TEXT SEGMENT
# Privacy Fence Post 10' Apart



## Termite (Apr 13, 2008)

A 10' gate is pretty huge. Is this a double gate that latches in the middle or is it one 10' long gate? Either way, your gate posts need to be super strong. I used 6x6 CCA on mine and sunk them in a big 4' deep hunk of concrete. 

Using bigger pieces of wood will make for a sturdy gate, but won't keep it from sagging one bit. You'll have to cross brace to do that. Personally, I'd use a cable and turnbuckle, from the high corner on the hinge side to the low corner on the latch side. The closer to 45 degrees the cable is, the more effective it will be. 

If your gate is a single 10' gate, abandon the cross brace idea. You need a welded frame. My suggestion would be to purchase a pre-made livestock fence panel gate and use tek screws to attach your fence pickets.


----------



## wrldruler (Aug 21, 2008)

To clarify, I don't need this to be a 10' gate really. Just a 10' section of fence, which, once every 5-10 years, may need to come off to get a truck into the backyard. I just want to make sure that section doesn't sag and look bad.

Thanks


----------



## Big Bob (Jul 27, 2007)

The 8' oc posts and 8' fence sections you read about are usually about pre-fab fence sections...( made off site and trucked or trailered to site to install.) Typically pickets installed with staples etc....

Most customs fence I have seen if over 8' wide never more than 12'... use a 2x6
top & bottom nail rail...

I have not been involved with any code issues on this...,but I'm sure they exist. 

Hint: install wood block under the nail rail on the post for the removable section... It will allow remove and reset with out stressing the wood and fasteners at post or rail... when you need to remove a section.

you must have a big pickem-up truck that the mirrors will not fold close to the body..

good luck ...hope this helps.


----------



## Termite (Apr 13, 2008)

Ahhh, I get it.  Since you're spanning 10', I'd suggest that you use nothing smaller than a 2x6. I think to be safe I'd use 2x8. You could also help keep it from sagging by diagonal bracing the frame in the shape of a big V...The bottom of the V being the middle of the section.

Lift-off gate hinges would be a real slick way to attach it. Plus, they'd keep it from twisting and would let you avoid having to unscrew anything when you need to remove it.


----------



## daxinarian (Jul 9, 2008)

Something one of my former neighbors did that I thought was pretty slick: One of the fence posts was removeable. He poured the footing with a partial sleeve for the post, then used concrete anchors and angle brackets to mount the post. When he wanted to get access he detached the two panels on either side of the post, removed the bolts attaching the post to the brackets and low and behold, 16' gap in the fence. The angle brackets were still there but his truck and trailer had plenty of ground clearance.

I think the post went ~2' into the footing and there was a piece of PVC in there to allow it to drain. Sorry I don't remember it more clearly its been 4-5 years since I lived there.


----------



## homerepairtips (Sep 2, 2008)

If order to prevent sagging, I would upgrade that section of the fence to 2 x 6's, this should take care of the problem


----------

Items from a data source
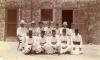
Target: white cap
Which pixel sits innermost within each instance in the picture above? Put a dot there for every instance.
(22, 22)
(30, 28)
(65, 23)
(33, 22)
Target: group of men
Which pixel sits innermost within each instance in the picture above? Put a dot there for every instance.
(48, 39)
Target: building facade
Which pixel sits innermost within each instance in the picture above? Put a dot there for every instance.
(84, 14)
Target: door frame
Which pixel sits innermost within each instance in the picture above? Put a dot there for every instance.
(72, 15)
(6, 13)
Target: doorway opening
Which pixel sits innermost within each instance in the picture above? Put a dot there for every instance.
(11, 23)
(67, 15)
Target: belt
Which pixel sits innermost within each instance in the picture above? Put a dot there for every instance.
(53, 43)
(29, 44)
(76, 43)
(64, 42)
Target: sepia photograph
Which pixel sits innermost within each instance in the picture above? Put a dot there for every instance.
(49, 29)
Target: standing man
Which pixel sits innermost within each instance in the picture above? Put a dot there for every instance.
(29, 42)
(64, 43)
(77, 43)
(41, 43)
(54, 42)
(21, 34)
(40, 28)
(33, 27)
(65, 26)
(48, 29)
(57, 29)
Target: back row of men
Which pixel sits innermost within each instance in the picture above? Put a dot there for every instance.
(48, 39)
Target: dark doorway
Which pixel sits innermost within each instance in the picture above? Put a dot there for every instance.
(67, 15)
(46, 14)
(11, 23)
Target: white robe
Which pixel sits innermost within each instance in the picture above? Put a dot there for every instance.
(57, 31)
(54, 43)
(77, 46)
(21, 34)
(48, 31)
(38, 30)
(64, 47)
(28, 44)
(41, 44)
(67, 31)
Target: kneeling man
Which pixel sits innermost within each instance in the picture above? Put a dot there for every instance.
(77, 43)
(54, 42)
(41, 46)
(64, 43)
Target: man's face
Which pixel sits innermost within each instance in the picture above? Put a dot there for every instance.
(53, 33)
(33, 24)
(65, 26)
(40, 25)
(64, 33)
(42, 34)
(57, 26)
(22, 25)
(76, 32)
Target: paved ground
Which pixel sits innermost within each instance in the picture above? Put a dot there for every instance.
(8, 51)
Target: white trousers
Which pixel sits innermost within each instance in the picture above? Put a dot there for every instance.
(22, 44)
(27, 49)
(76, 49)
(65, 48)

JOBS
1. List each distinct username that posted in the fence thread.
2. According to the fence thread, how wide was the gap that opened when the former neighbor removed his detachable post and the panels beside it?

EXERCISE RESPONSES
1. Termite, wrldruler, Big Bob, daxinarian, homerepairtips

2. It was a 16' gap.